■ RECORDS SHOWN ■
* Start *

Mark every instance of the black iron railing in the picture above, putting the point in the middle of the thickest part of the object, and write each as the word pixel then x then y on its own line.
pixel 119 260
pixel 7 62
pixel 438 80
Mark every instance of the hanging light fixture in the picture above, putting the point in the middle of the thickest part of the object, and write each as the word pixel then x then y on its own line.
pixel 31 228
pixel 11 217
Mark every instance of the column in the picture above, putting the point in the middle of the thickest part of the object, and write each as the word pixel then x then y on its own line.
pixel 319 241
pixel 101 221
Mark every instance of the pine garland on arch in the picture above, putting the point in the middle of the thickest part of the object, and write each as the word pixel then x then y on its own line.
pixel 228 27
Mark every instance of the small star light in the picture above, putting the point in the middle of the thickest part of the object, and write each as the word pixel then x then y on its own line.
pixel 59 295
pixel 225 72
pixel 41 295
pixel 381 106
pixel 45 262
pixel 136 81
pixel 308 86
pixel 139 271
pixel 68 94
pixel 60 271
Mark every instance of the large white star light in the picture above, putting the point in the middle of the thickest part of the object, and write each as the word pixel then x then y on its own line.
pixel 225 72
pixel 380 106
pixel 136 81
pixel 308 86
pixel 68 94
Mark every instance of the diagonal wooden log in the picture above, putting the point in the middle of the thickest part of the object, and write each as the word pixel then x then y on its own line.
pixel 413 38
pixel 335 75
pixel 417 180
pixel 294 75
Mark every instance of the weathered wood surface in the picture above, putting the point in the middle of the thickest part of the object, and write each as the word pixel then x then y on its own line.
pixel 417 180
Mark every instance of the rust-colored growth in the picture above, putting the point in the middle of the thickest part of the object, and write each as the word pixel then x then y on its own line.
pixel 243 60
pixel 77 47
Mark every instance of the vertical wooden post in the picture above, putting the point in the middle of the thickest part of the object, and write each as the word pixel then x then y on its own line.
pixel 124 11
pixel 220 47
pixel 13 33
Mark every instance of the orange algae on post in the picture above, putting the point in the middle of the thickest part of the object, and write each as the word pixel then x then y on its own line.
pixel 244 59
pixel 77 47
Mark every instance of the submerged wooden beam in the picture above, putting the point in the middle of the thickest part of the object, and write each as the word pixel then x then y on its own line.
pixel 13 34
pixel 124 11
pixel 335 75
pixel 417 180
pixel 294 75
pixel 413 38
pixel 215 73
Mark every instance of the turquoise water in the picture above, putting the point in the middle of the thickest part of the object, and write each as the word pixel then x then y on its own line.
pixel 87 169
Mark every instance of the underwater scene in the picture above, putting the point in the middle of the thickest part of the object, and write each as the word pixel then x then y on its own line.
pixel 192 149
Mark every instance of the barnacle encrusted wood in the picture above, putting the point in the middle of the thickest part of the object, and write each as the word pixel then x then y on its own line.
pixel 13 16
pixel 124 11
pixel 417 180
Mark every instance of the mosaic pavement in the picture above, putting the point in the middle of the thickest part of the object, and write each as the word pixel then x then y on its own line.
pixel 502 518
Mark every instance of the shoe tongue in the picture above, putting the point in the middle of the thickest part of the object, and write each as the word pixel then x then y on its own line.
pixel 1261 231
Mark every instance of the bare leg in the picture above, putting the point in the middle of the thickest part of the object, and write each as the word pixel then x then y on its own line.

* End *

■ WORK TO DO ■
Copy out, word for word, the lines in the records above starting at the one containing "Mark every instance of the hanging" and ending at the one containing "pixel 11 217", with both of those lines included.

■ CORRECT RESULT ■
Mark every instance of the hanging light fixture in the picture above, putting the point in the middle of the thickest part of the object, and write each as the word pixel then x then y on its own line.
pixel 31 228
pixel 11 217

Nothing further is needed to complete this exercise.